■ **Directions**
Reproduce verbatim the part of the cropping passage below that lies between "It IS true that" and "the person-less scene.", inclusive.
* BEGIN Passage shown *
Out Darn Spots – Cropping
Beware cropping too soon. It is an easy way to get rid of problematic areas of the frame, but might bite back!
One obvious way to remove encumbrances is to crop them out. As tempting as it seems to crop the photo first, we generally leave cropping to the end of the effort for several reasons which we enumerate here:
- Sometimes clients (i.e. you) want an image in a different format. Instead of 14×11 you may want it in 20×16. If we crop it first, we are deciding the display format without thinking it through. Sometimes the ratio will be obvious due to the subject, but usually there is some room to play. We prefer to keep our options open until the end.
- By cropping out edges, we may be throwing away good sources for cloning out defects, or making cloning and healing harder because operations at the edge of the frame are not as neat.
- Care should be taken to not have details at the edge of the frame. What happens, for example, if you are asked to make a canvas wrap of your image (in our Half Dome example, the hiker would be perilously wrapped at the edge).
- More than once we have discovered that a portrait mode image worked better in landscape and vice-versa.
It IS true that if we do not crop early we may end up wasting effort on portions of the image we ultimately will discard. Sometimes it is obvious that a portion of the image is unusable and will be cropped. Once we cropped out two figures at the summit of Half Dome to focus attention on the landscape. We later discovered that a tiny figure at the edge of the scene provided both scale and human interest. The California Wine Institute probably would not have been interested in the person-less scene.
* END Passage shown *
* BEGIN Extracted material *
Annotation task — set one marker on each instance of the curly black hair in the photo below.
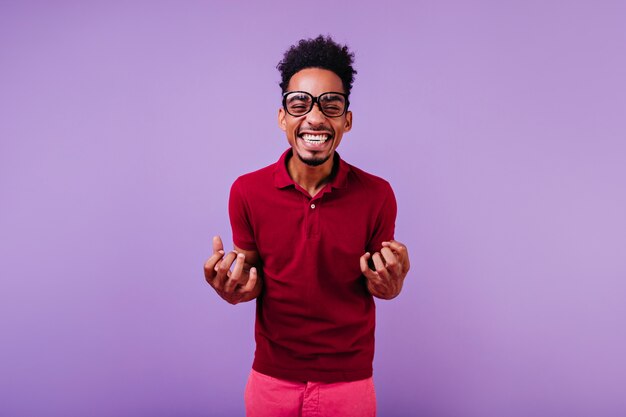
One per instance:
(321, 52)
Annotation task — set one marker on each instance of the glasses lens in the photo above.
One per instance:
(332, 104)
(298, 103)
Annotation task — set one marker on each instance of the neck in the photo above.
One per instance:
(311, 178)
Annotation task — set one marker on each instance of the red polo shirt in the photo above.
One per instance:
(315, 317)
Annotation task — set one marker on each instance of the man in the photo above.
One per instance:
(306, 231)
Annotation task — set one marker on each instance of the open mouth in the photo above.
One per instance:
(315, 139)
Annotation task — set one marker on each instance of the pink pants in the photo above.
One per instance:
(271, 397)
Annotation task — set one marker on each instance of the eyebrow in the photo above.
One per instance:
(298, 96)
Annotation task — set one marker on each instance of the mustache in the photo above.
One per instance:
(317, 129)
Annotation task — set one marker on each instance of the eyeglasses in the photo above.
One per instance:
(299, 103)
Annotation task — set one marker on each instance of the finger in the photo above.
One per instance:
(210, 264)
(217, 244)
(391, 261)
(235, 276)
(401, 251)
(251, 281)
(365, 268)
(223, 271)
(381, 269)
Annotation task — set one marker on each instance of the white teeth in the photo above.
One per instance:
(315, 138)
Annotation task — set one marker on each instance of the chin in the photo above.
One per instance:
(313, 162)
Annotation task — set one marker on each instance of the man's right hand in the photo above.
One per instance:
(236, 286)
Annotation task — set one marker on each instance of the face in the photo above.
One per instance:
(314, 137)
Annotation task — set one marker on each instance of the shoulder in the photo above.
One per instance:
(256, 178)
(370, 181)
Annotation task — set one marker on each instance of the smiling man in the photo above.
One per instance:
(313, 244)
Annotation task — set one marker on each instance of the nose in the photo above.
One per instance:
(315, 116)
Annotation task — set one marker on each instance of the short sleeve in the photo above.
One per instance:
(385, 225)
(238, 210)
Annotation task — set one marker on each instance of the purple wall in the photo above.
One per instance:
(501, 128)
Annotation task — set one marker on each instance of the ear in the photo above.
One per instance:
(348, 124)
(282, 123)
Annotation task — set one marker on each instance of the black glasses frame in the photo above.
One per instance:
(316, 100)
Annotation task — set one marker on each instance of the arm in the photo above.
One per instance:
(241, 284)
(392, 264)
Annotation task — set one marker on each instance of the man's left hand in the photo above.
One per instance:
(392, 264)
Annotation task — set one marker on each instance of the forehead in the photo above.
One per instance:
(315, 81)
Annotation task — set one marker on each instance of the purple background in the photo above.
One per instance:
(502, 128)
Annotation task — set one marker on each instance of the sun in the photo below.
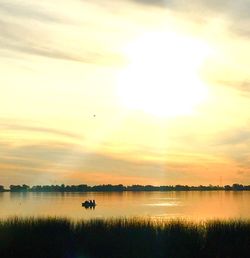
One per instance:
(162, 75)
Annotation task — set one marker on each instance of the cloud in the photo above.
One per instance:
(36, 129)
(47, 162)
(41, 30)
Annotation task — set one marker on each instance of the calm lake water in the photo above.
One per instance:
(188, 205)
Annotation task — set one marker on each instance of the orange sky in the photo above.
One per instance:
(148, 92)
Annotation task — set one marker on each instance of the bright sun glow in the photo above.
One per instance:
(162, 77)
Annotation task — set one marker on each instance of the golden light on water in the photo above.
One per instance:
(163, 74)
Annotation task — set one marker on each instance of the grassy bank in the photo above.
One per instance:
(128, 238)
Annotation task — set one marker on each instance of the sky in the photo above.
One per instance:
(126, 91)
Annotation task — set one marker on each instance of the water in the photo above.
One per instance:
(188, 205)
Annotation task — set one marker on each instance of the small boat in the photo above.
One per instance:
(89, 204)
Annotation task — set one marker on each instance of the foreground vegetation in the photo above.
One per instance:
(128, 238)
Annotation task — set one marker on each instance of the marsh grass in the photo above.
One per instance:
(123, 238)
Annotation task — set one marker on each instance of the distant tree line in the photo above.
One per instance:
(120, 188)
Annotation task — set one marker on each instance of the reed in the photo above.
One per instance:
(123, 238)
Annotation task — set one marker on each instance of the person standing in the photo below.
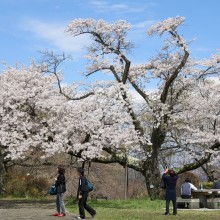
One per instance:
(186, 189)
(170, 178)
(82, 193)
(60, 185)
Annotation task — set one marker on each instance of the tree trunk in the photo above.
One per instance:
(152, 179)
(2, 170)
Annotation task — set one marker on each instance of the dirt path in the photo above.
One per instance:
(29, 210)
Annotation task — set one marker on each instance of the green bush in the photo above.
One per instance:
(18, 185)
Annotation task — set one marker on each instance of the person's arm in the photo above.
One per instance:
(192, 187)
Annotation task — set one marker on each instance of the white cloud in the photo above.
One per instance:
(53, 33)
(144, 24)
(108, 6)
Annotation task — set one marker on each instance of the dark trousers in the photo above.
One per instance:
(185, 196)
(83, 206)
(171, 196)
(174, 206)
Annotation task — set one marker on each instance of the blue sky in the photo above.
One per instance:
(28, 26)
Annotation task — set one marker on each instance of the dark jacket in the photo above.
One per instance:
(170, 186)
(216, 185)
(170, 181)
(61, 183)
(83, 186)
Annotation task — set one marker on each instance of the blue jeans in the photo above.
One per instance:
(60, 203)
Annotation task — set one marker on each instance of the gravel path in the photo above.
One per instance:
(31, 210)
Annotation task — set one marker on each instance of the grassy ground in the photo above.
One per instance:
(141, 209)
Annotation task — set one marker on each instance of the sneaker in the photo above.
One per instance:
(93, 215)
(166, 213)
(56, 214)
(62, 215)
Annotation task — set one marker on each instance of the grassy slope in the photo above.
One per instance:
(142, 209)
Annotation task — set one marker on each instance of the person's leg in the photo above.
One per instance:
(174, 207)
(89, 209)
(58, 203)
(167, 206)
(81, 208)
(62, 205)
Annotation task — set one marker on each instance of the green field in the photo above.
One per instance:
(141, 209)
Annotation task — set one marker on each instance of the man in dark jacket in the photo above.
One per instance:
(170, 178)
(83, 192)
(60, 185)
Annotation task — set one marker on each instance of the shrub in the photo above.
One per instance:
(20, 185)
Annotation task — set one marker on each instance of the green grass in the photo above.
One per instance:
(141, 209)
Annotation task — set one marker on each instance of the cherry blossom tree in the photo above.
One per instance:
(165, 113)
(103, 123)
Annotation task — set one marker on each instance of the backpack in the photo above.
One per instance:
(90, 185)
(163, 183)
(52, 190)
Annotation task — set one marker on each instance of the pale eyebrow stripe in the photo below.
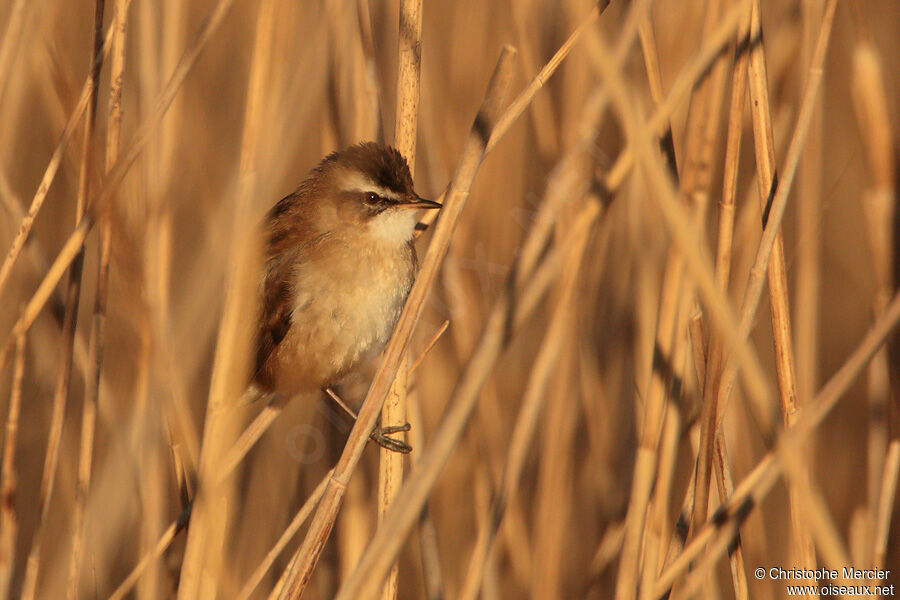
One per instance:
(358, 183)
* END Extracted material *
■ **Right answer**
It IS true that if we do not crop early we may end up wasting effort on portions of the image we ultimately will discard. Sometimes it is obvious that a portion of the image is unusable and will be cropped. Once we cropped out two figures at the summit of Half Dome to focus attention on the landscape. We later discovered that a tiny figure at the edge of the scene provided both scale and human interest. The California Wine Institute probably would not have been interested in the person-less scene.